All entries must be given again exactly as written.

DATA UNDER STUDY

──────────────────────────────

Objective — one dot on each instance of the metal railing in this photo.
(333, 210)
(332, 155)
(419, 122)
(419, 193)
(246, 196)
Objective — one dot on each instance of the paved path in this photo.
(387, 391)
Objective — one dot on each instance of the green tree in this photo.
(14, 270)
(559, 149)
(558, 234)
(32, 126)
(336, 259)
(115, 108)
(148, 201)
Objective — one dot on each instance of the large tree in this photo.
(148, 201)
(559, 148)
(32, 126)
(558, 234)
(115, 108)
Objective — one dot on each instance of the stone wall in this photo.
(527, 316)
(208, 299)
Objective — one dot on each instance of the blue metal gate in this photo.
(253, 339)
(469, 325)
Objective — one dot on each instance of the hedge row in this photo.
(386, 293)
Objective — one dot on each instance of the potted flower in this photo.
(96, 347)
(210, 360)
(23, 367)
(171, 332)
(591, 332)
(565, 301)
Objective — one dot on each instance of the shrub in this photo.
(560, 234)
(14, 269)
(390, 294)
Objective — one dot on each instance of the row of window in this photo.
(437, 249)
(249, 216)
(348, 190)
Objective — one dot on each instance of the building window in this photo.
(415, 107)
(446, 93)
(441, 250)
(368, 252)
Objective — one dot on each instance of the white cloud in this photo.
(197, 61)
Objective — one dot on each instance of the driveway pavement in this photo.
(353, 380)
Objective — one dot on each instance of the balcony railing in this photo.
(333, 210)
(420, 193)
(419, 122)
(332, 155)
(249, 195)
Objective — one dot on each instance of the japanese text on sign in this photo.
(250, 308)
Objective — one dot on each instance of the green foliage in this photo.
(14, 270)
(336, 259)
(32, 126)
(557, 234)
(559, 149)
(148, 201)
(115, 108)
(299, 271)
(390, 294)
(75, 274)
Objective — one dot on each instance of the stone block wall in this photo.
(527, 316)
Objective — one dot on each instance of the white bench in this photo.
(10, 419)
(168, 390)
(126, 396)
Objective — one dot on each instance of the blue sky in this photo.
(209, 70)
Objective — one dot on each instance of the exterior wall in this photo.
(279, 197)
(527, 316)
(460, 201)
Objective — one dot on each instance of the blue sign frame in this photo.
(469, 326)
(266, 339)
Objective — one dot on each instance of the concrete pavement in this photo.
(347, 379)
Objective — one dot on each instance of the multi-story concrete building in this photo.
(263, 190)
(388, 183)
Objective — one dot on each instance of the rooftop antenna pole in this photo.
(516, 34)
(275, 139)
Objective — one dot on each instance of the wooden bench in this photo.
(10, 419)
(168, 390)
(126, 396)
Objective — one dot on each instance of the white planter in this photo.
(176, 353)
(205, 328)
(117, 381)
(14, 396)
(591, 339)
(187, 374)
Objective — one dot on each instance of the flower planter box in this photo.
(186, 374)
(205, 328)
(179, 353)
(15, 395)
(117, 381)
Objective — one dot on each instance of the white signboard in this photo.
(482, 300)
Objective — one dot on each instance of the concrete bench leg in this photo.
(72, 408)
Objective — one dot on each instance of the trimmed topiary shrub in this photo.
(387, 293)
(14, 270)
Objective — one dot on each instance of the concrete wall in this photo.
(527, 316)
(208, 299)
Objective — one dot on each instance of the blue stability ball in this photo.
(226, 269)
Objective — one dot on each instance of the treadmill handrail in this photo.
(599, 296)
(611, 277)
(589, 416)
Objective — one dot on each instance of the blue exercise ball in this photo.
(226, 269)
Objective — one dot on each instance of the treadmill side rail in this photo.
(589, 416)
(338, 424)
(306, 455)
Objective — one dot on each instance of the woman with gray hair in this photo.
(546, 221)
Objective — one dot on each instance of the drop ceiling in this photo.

──────────────────────────────

EXERCISE SOLUTION
Objective — one dot on each instance of the metal railing in this photo.
(333, 210)
(332, 155)
(419, 122)
(419, 193)
(246, 196)
Objective — one dot on each instance of the paved path in this photo.
(387, 391)
Objective — one dot on each instance of the green tree in this photo.
(14, 270)
(559, 149)
(558, 234)
(32, 126)
(336, 259)
(115, 108)
(148, 201)
Objective — one dot on each instance of the large tree in this photo.
(148, 201)
(559, 148)
(32, 126)
(558, 234)
(115, 108)
Objective — one dot on each instance of the stone wall in this photo.
(527, 316)
(208, 299)
Objective — one dot on each instance of the blue metal gate in this photo.
(253, 339)
(469, 325)
Objective — one dot on each instance of the hedge row in this photo.
(386, 293)
Objective — one dot on each instance of the potted flower in this photo.
(96, 347)
(210, 360)
(23, 367)
(171, 332)
(591, 332)
(565, 301)
Objective — one dot on each instance of the shrub in this photo.
(560, 234)
(14, 269)
(390, 294)
Objective — one dot on each instance of the row of window in this photo.
(437, 249)
(249, 216)
(348, 190)
Objective — one dot on each instance of the building window in this photo.
(415, 107)
(446, 93)
(441, 250)
(368, 252)
Objective — one dot on each instance of the white cloud in this photo.
(197, 61)
Objective — one dot on each instance of the driveway pavement in this photo.
(353, 380)
Objective — one dot on each instance of the balcony railing in this photo.
(333, 210)
(420, 193)
(419, 122)
(332, 155)
(249, 195)
Objective — one dot on each instance of the japanese text on sign in this photo.
(250, 308)
Objective — one dot on each instance of the green foliage in this photo.
(14, 270)
(336, 259)
(32, 126)
(557, 234)
(559, 149)
(148, 201)
(115, 108)
(299, 271)
(390, 294)
(75, 274)
Objective — one dot on each instance of the stone block wall in this photo.
(527, 316)
Objective — one dot on each instance of the white bench in this photo.
(10, 419)
(168, 390)
(126, 396)
Objective — one dot on each instance of the blue sky in this photo.
(209, 70)
Objective — one dot on each instance of the exterior wall in this photo.
(279, 197)
(527, 316)
(460, 201)
Objective — one dot on each instance of the blue sign frame in this photo.
(469, 326)
(266, 339)
Objective — one dot on each instance of the concrete pavement in this photo.
(347, 379)
Objective — one dot on each instance of the multi-story concrete building in this photo.
(263, 190)
(388, 183)
Objective — one dot on each instance of the rooftop antenna pole in this photo.
(516, 34)
(275, 139)
Objective — one dot on each instance of the wooden bench in this photo.
(10, 419)
(168, 390)
(126, 396)
Objective — one dot on each instance of the white planter in this photo.
(176, 353)
(205, 328)
(117, 381)
(14, 396)
(591, 339)
(187, 374)
Objective — one dot on each instance of the flower planter box in this photo.
(186, 374)
(205, 328)
(179, 353)
(15, 395)
(117, 381)
Objective — one dot on each instance of the white signboard in this photo.
(482, 300)
Objective — one dot on each instance of the concrete bench leg in this photo.
(72, 408)
Objective — one dot on each instance of the trimmed topiary shrub in this photo.
(387, 293)
(14, 270)
Objective — one dot on each instance of the concrete wall in this photo.
(527, 316)
(208, 299)
Objective — one dot on each instance of the blue stability ball in this photo.
(226, 269)
Objective — one dot on each instance of the treadmill handrail in this photo.
(599, 296)
(611, 277)
(589, 416)
Objective — one dot on each instance of the blue exercise ball in this photo.
(226, 269)
Objective — one dot on each instance of the treadmill side rail in this photo.
(589, 416)
(338, 424)
(306, 455)
Objective — one dot on each instance of the woman with gray hair in this photo.
(546, 221)
Objective — one dot on each instance of the drop ceiling in this photo.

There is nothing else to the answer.